Dataset records:
:::

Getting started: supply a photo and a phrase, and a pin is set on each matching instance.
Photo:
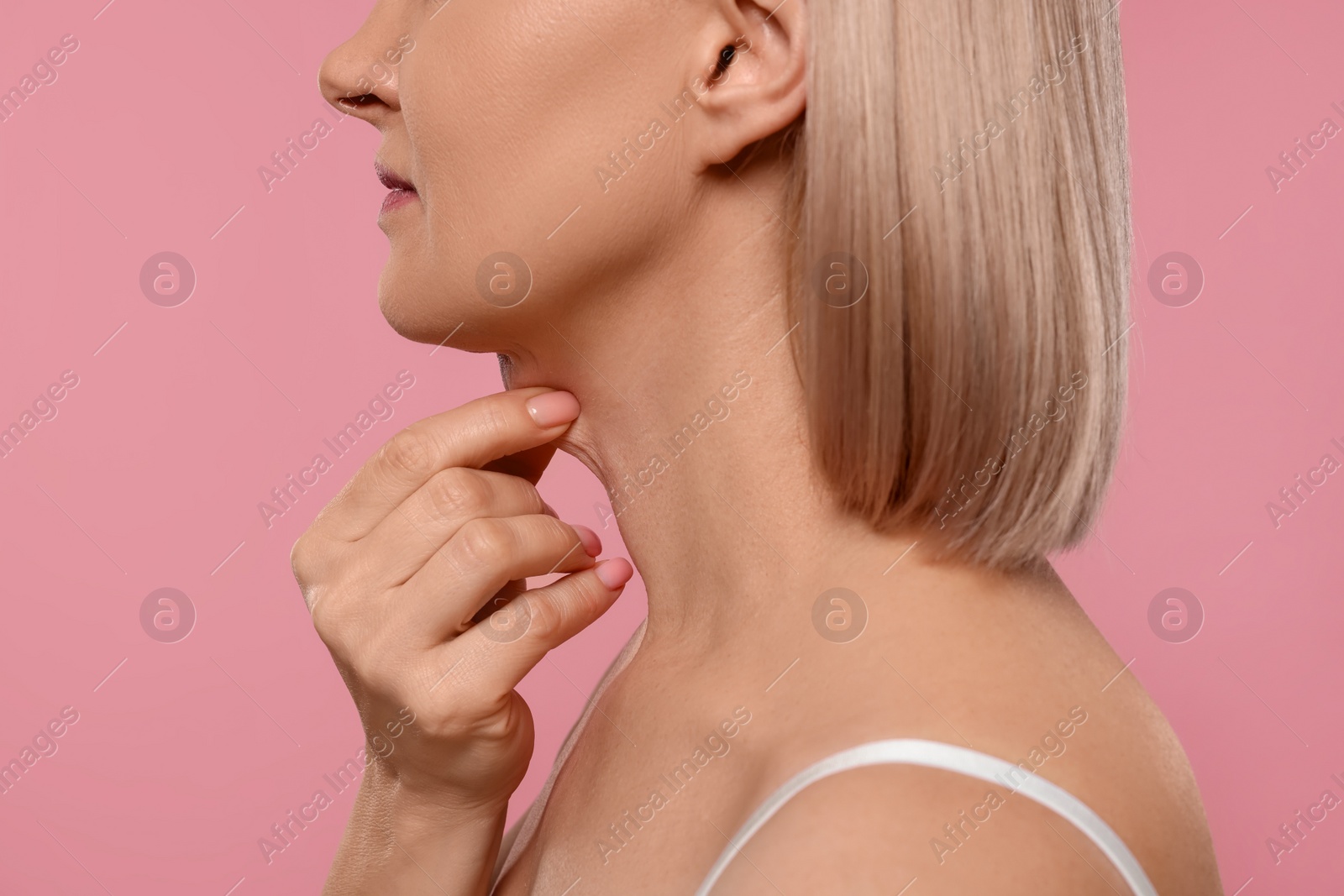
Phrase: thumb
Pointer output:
(541, 620)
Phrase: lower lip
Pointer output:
(396, 199)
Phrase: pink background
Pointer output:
(151, 473)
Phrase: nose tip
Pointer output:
(360, 76)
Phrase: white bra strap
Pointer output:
(949, 758)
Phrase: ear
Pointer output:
(763, 90)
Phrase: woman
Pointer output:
(830, 295)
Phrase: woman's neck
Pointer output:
(694, 421)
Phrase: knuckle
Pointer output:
(546, 616)
(484, 542)
(333, 626)
(459, 493)
(410, 452)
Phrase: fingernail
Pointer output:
(553, 409)
(616, 573)
(591, 544)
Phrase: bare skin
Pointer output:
(658, 293)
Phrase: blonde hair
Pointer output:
(937, 398)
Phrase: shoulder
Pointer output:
(1030, 681)
(921, 832)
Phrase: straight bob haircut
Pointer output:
(961, 202)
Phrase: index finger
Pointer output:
(474, 436)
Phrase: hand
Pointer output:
(416, 580)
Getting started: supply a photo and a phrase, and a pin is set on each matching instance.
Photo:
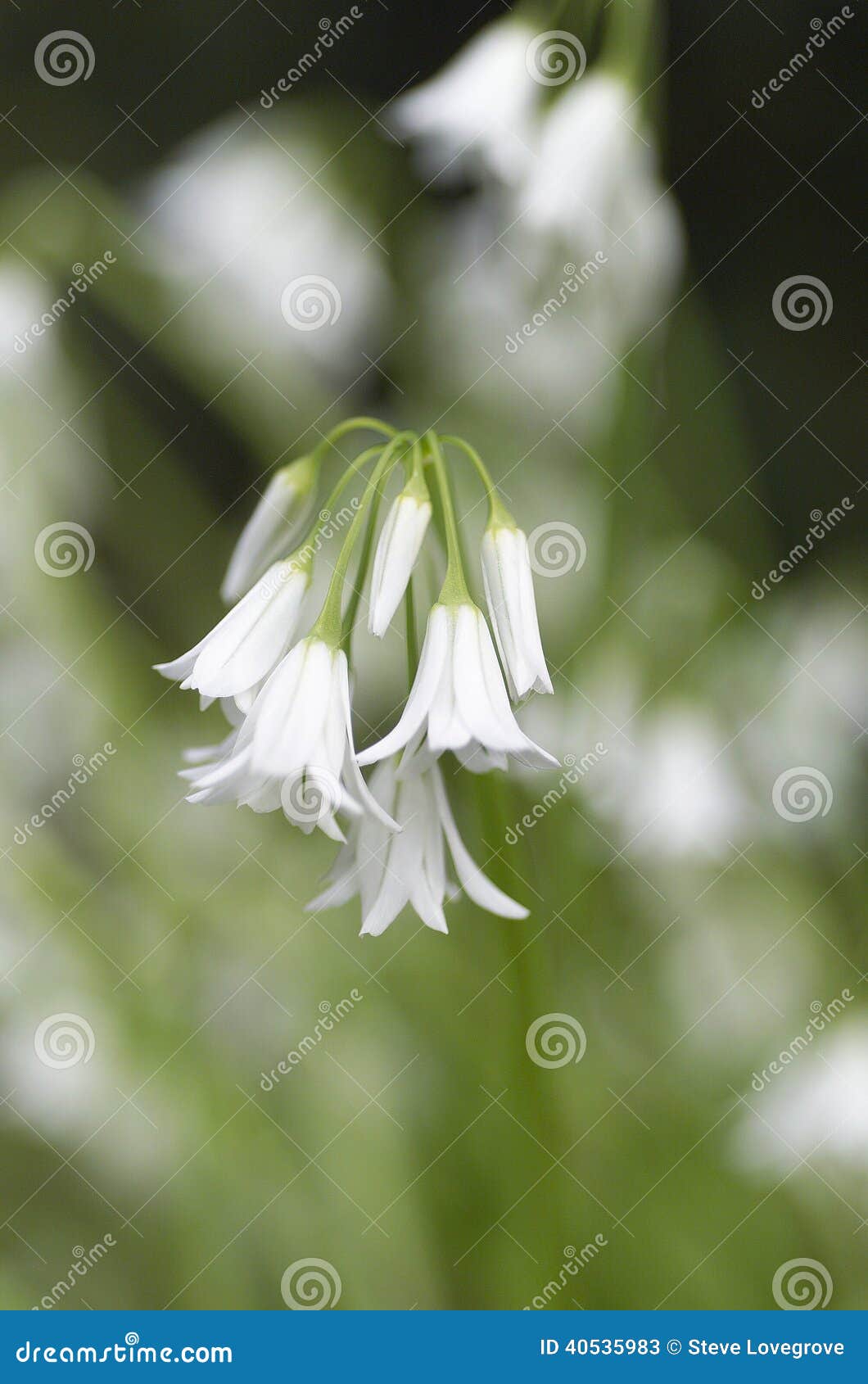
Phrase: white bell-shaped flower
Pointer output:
(459, 699)
(398, 549)
(509, 585)
(478, 111)
(250, 641)
(277, 522)
(295, 748)
(389, 871)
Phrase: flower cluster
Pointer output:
(288, 699)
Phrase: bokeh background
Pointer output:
(680, 916)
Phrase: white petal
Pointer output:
(352, 762)
(421, 694)
(475, 884)
(396, 553)
(255, 634)
(283, 511)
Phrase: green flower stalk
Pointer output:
(290, 699)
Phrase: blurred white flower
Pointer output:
(594, 186)
(237, 218)
(673, 792)
(477, 112)
(389, 871)
(816, 1109)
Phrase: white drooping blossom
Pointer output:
(396, 553)
(389, 871)
(594, 187)
(478, 111)
(288, 699)
(575, 202)
(509, 585)
(295, 748)
(282, 515)
(459, 700)
(242, 649)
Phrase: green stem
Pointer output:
(304, 554)
(454, 590)
(350, 425)
(330, 623)
(362, 573)
(499, 513)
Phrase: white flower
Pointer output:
(595, 183)
(509, 585)
(242, 651)
(295, 749)
(389, 871)
(396, 553)
(478, 110)
(278, 519)
(459, 699)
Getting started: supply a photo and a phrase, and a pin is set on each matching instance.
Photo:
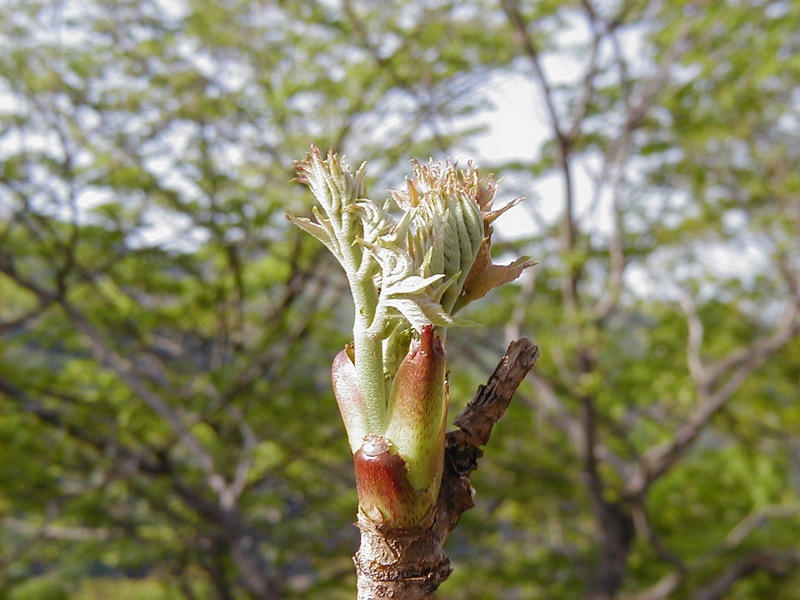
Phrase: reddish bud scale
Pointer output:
(418, 410)
(385, 494)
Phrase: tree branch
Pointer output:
(475, 424)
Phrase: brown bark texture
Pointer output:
(410, 564)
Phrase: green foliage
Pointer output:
(167, 427)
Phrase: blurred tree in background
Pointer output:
(167, 428)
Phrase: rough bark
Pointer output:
(411, 564)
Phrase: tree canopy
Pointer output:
(167, 425)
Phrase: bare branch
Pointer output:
(475, 424)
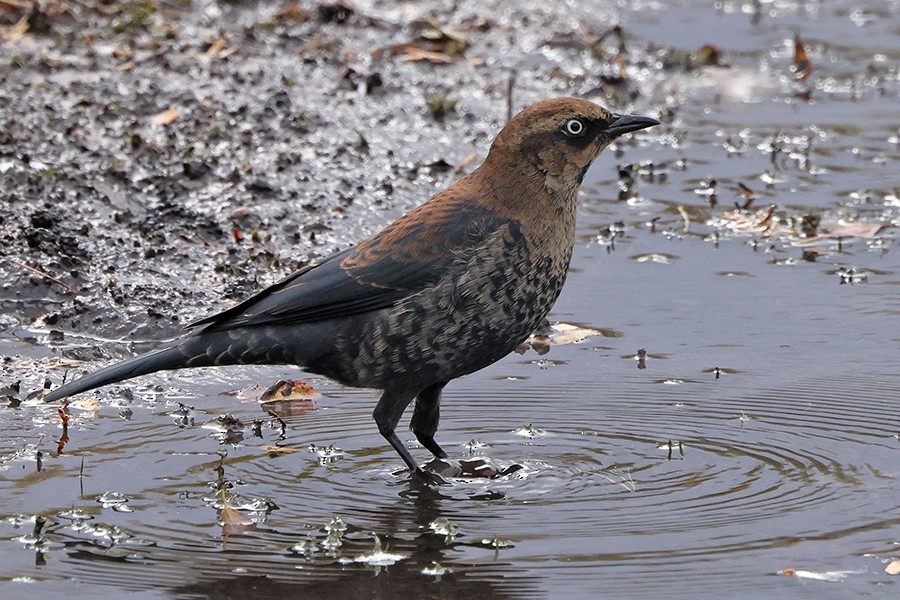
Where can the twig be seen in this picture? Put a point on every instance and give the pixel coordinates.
(36, 271)
(509, 104)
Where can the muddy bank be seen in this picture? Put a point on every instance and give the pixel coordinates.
(160, 160)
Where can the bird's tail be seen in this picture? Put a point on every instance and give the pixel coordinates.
(168, 357)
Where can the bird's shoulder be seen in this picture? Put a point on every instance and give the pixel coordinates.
(409, 255)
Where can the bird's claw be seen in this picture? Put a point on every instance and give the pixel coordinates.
(429, 477)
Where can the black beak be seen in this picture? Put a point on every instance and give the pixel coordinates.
(628, 123)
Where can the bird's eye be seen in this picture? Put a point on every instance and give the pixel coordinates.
(574, 128)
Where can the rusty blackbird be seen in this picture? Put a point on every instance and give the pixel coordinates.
(447, 289)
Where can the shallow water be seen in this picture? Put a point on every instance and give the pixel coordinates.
(763, 433)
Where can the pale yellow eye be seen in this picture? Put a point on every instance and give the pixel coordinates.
(574, 127)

:::

- **INSTRUCTIONS FOR THE TASK**
Reproduce all of the material above verbatim, but leave out the pictures.

- **TASK RESULT**
Getting started: supply a photo and a phrase, and a pin is set on each matching instance.
Photo:
Phrase: thumb
Pointer output:
(541, 620)
Phrase: lower lip
Pointer output:
(396, 199)
Phrase: pink background
Pointer output:
(151, 473)
Phrase: nose tip
Pointer output:
(360, 76)
Phrase: white bra strap
Pointer output:
(949, 758)
Phrase: ear
Pointer output:
(763, 90)
Phrase: woman
Pointer output:
(830, 295)
Phrase: woman's neck
Pointer output:
(694, 421)
Phrase: knuckle
Pointer output:
(546, 616)
(484, 542)
(333, 626)
(459, 493)
(410, 452)
Phrase: fingernail
Pointer output:
(553, 409)
(616, 573)
(591, 544)
Phrase: bare skin
Pointer output:
(658, 293)
Phrase: blonde hair
Pointer output:
(937, 398)
Phrase: shoulder
Pointer output:
(1030, 681)
(921, 832)
Phrase: straight bob haircut
Pointer output:
(961, 202)
Phrase: index finger
Pointer output:
(474, 436)
Phrase: hand
Pointer output:
(416, 580)
Getting started: supply a photo and a phrase, and a pin is set on each matching instance.
Photo:
Phrase: white bell-shaped flower
Pointer output:
(459, 699)
(398, 549)
(509, 585)
(478, 111)
(250, 641)
(277, 522)
(295, 748)
(389, 871)
Phrase: flower cluster
Pointer output:
(288, 699)
Phrase: bokeh background
Pointer output:
(680, 916)
Phrase: white petal
Pointer output:
(352, 762)
(421, 694)
(475, 884)
(396, 553)
(255, 634)
(283, 511)
Phrase: green flower stalk
Pointer output:
(290, 699)
Phrase: blurred white flower
Pointer output:
(594, 186)
(237, 218)
(673, 792)
(477, 112)
(389, 871)
(816, 1109)
Phrase: white drooping blossom
Pointer output:
(396, 553)
(389, 871)
(594, 187)
(478, 111)
(288, 699)
(575, 202)
(509, 585)
(295, 748)
(282, 515)
(459, 700)
(242, 649)
Phrase: green stem
Pointer output:
(304, 554)
(454, 590)
(350, 425)
(330, 623)
(362, 573)
(499, 513)
Phrase: white flower
Pointer output:
(595, 183)
(509, 585)
(242, 651)
(295, 749)
(389, 871)
(396, 553)
(478, 110)
(278, 519)
(459, 699)
Getting started: supply a photo and a phrase, and a pin is set on each matching instance.
Photo:
Phrase: reddish bud scale
Pointer output:
(418, 410)
(385, 494)
Phrase: tree branch
Pointer output:
(475, 424)
Phrase: brown bark texture
Pointer output:
(410, 564)
Phrase: green foliage
Pointer output:
(167, 427)
Phrase: blurred tree in background
Pointer output:
(167, 428)
Phrase: rough bark
Pointer output:
(411, 564)
Phrase: tree canopy
Pointer output:
(167, 425)
Phrase: bare branch
Pointer output:
(475, 424)
Where can the twig be seen in this picture? Put a point on every instance and give the pixel coordinates.
(36, 271)
(509, 104)
Where can the muddy bank be seen in this picture? Put a point on every instance and give the pixel coordinates.
(160, 160)
Where can the bird's tail be seen in this picture? Put a point on every instance and give the pixel coordinates.
(168, 357)
Where can the bird's shoulder be seen in this picture? Put a point on every instance and give the pixel coordinates.
(409, 255)
Where can the bird's claw be seen in this picture? Put a point on every instance and give the pixel coordinates.
(429, 477)
Where can the black beak be seen in this picture? Put a point on every instance and give the pixel coordinates.
(628, 123)
Where can the bird's eye be seen in this picture? Put a point on every instance and give the pixel coordinates.
(574, 128)
Where can the rusty blackbird be seen in this picture? Put a point on every instance and give the pixel coordinates.
(447, 289)
Where can the shallow water be seen in this picture? Put a point on every instance and give the pixel coordinates.
(763, 433)
Where can the pale yellow eye be seen in this picture? Put a point on every instance and give the pixel coordinates.
(574, 127)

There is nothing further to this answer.